Exercise passage:
****
# New here! 37 TTC, low AMH & sperm morphology, abnormal cells, no kids yet



## Anne_Boleyn (Oct 26, 2020)

Hi all,

I’m new to this forum! I’m 37, my partner is 40, we don’t have children and we’ve been ttc for nearly a year – I have low AMH (3.1pmol/L) and my partner has low sperm morphology (2%). We’ve just been referred to a fertility clinic and I’m thinking about IVF abroad. 

I’ve had a miscarriage several years ago and LLETZ treatment for abnormal cells 7 years ago where part of my cervix has been removed, and the abnormal cells have now come back and I’m due for colposcopy next week. I don’t want to have another treatment now as we’ve just been referred to the fertility clinic. Any advice or wisdom or shared experiences will be more than welcomed!

Thank you all and all the best to you!

AB


----------



## SunUmbrella (Oct 17, 2020)

Hi there, 
Really sorry to hear you are going through this.  It must have been awful to have undergone the surgery to have part of your cervix removed and it is so disappointing to hear that the abnormal cells have come back.  

I'm afraid I don't have experience of abnormal cells in that sense but I would wonder if your two teams could liaise with each other to make the best plan for you? 

You wouldn't want to risk your health for the sake of trying IVF first. On average it takes three tries before success (which I'm sure you know already).  Our first cycle of IVF was with a Prague clinic and they insisted that I go for a mammogram before I could start the medication (I have no history, thankfully, of breast cancer but it is standard for their clinic). They had recently had a case where the patient had early stage breast cancer unbeknownst to her and became pregnant through IVF, which made her treatment much more complex.
****
List of tasks:
1) In the fertility forum thread, what did the Prague clinic require SunUmbrella to do before starting medication?
2) Summarize the fertility forum thread in two sentences.
3) Carry the fertility forum thread forward from the end of SunUmbrella's post.
****
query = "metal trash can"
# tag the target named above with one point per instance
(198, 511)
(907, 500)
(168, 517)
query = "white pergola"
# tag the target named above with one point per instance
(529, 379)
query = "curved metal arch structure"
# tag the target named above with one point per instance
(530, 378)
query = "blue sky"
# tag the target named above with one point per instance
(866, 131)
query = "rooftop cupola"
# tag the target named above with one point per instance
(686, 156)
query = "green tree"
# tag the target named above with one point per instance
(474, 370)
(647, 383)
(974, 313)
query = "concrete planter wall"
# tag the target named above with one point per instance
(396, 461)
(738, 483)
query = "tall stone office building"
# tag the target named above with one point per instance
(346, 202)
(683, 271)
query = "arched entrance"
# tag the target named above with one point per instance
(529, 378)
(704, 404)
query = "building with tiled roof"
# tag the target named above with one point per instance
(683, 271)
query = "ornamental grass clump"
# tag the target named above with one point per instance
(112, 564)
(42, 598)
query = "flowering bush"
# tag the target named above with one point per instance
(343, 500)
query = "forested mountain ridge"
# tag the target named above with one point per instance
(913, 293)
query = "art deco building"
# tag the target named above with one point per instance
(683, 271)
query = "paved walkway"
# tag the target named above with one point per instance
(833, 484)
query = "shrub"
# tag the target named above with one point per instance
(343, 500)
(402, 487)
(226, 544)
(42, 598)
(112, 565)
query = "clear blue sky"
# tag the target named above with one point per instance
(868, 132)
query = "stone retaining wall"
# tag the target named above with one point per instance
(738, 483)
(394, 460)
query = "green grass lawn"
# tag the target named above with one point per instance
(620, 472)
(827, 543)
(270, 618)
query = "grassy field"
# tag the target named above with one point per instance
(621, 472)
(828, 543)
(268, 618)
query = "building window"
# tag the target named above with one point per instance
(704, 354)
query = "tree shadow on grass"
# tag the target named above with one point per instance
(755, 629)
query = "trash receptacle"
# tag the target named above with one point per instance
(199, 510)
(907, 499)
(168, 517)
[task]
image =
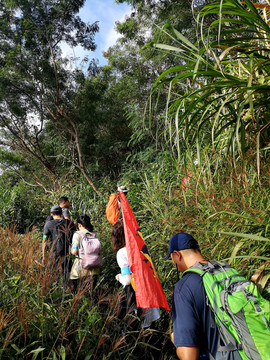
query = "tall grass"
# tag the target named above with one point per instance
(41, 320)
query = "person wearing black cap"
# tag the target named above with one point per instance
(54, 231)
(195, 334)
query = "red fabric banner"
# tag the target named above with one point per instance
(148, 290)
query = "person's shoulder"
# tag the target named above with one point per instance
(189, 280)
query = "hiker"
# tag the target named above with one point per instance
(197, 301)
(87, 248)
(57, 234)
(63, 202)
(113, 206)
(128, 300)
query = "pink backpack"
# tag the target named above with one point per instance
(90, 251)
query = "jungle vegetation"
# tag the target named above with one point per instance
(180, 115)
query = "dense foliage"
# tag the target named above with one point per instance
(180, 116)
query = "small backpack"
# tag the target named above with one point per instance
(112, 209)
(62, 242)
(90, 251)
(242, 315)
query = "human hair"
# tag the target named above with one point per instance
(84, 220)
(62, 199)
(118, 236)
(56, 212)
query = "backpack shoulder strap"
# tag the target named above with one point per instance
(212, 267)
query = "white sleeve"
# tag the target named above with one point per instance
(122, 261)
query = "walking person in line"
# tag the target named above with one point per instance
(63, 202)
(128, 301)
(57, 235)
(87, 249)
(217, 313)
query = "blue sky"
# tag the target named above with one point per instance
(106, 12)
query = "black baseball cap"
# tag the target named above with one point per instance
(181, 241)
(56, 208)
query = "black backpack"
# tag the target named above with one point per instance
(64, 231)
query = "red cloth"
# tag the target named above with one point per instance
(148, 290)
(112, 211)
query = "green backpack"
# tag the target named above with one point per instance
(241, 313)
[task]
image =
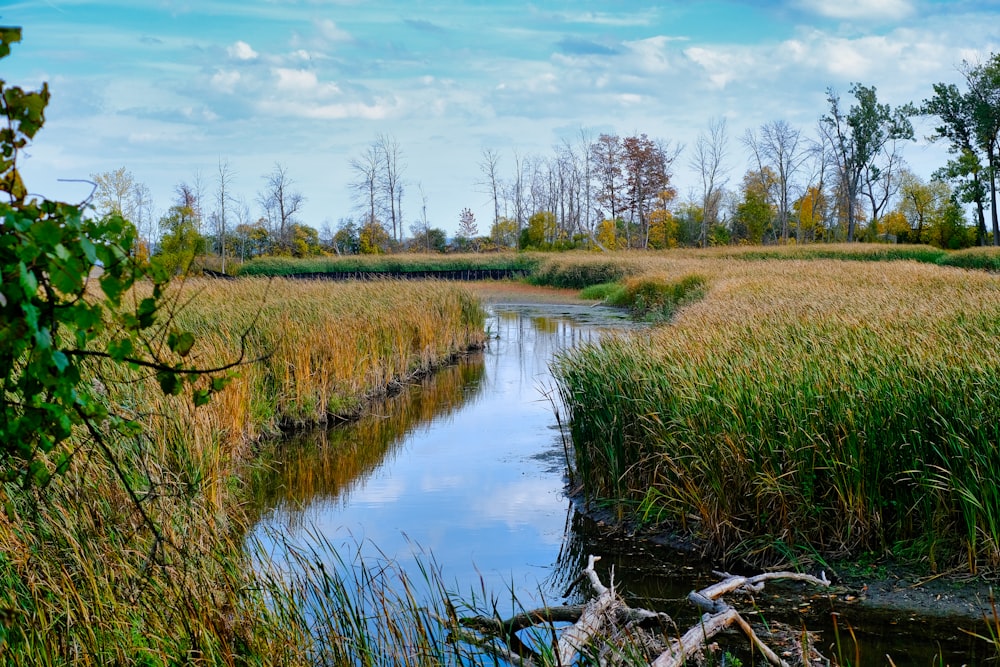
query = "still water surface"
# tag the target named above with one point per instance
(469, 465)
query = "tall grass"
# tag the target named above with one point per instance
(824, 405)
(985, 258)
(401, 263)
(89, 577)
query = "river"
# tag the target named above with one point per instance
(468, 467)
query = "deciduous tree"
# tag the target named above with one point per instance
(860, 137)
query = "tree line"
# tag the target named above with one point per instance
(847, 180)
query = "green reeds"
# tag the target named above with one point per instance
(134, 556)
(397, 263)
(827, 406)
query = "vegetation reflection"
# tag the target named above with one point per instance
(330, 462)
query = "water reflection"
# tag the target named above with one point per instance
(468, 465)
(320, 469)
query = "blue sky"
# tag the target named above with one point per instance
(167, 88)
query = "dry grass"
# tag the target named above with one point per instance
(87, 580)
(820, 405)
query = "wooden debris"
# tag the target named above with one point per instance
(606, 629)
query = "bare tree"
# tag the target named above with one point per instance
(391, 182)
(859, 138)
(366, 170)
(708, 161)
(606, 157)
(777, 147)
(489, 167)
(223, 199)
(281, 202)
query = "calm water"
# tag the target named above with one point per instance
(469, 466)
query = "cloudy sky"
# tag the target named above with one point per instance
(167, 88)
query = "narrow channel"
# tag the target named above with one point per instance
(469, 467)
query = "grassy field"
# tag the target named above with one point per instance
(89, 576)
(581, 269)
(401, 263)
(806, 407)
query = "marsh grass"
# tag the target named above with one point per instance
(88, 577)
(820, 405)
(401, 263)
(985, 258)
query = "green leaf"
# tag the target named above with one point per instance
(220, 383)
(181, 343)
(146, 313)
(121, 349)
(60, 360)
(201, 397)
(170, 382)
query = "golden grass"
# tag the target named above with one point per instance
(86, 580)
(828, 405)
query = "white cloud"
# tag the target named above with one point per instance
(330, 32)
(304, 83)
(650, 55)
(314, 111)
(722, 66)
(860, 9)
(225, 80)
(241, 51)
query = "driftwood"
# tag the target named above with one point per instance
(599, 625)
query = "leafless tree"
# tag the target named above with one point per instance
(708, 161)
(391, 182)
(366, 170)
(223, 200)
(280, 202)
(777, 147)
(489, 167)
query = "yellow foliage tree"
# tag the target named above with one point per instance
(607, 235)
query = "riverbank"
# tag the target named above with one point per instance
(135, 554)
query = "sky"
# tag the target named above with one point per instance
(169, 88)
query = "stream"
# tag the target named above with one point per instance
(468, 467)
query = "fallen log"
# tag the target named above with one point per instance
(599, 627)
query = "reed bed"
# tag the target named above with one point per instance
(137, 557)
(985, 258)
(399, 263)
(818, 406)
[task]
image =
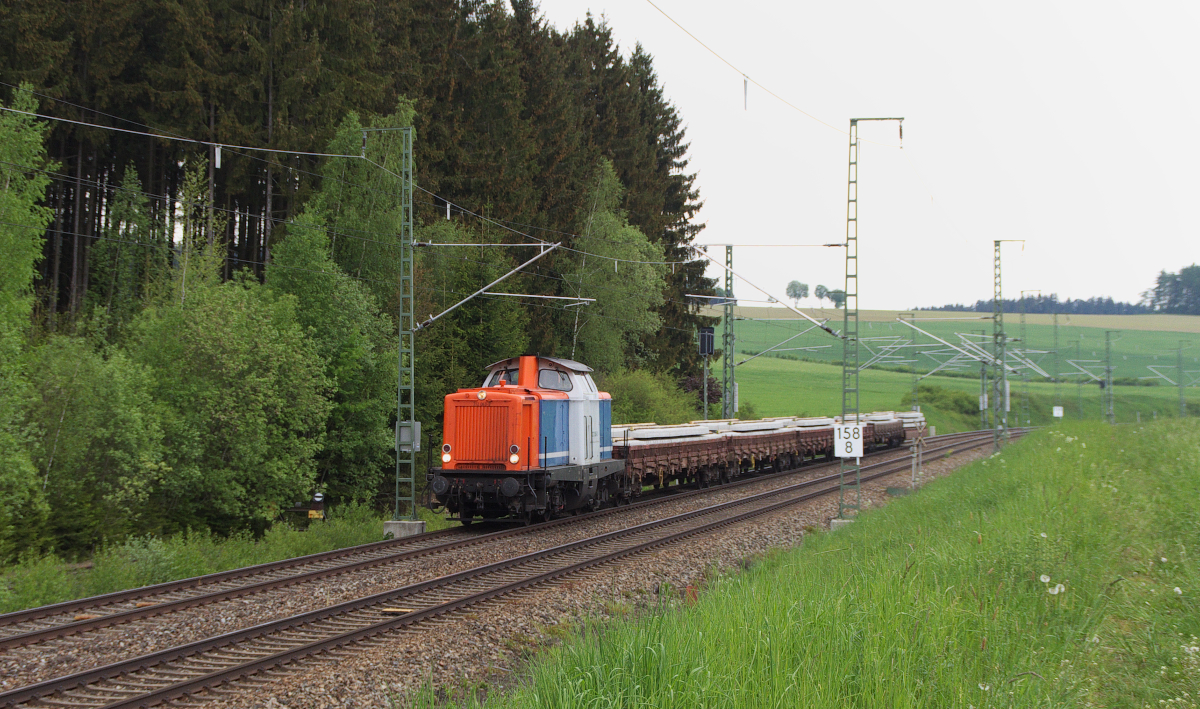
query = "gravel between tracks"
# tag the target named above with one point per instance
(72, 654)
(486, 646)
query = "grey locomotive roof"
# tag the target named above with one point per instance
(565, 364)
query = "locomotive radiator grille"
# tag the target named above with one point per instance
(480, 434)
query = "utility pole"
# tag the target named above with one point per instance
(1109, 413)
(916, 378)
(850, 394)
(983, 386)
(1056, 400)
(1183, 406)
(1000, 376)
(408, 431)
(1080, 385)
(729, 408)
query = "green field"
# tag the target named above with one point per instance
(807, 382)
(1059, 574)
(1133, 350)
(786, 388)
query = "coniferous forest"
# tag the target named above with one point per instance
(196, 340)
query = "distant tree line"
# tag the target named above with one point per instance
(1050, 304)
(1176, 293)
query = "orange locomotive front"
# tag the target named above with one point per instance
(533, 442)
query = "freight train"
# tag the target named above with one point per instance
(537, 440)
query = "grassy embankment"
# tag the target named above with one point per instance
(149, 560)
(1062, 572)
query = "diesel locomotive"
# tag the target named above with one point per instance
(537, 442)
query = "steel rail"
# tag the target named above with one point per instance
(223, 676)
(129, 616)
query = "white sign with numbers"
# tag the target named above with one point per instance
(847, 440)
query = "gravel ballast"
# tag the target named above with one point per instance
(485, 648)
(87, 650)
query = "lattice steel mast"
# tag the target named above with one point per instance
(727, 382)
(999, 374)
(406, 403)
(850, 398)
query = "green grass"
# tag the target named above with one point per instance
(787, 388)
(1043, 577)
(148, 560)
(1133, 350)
****
Results:
1) Go for a mammogram.

2) Anne_Boleyn, 37 and trying to conceive for nearly a year with a 40-year-old partner, reports low AMH, the partner's low sperm morphology, a referral to a fertility clinic, and abnormal cervical cells that have returned after LLETZ treatment, and asks for advice. SunUmbrella suggests the two medical teams liaise on a plan and warns against risking health for IVF, citing a Prague clinic that required a mammogram before treatment after a patient with undetected early breast cancer became pregnant through IVF.

3)
My instinct would be talk to both teams so that  they can make sure to put your health at the centre of any plan.

Best of luck with it all. Let us know how you get on. 
xxx


----------



## Anne_Boleyn (Oct 26, 2020)

Hi SunUmbrella,

thank you so much for your message - it's very comforting to read your words!

I agree it would be optimal to have both teams talk to each other and decide on the best course of action. I've got my gynae appointment on Wednesday, so fingers crossed what they find is not too sinister! Looking to have the fertility appointment soon too.

How are things with you? How was your experience in the clinic in Prague? This is an option I had looked into as well and it would be fantastic hearing directly from somebody who has had the experience!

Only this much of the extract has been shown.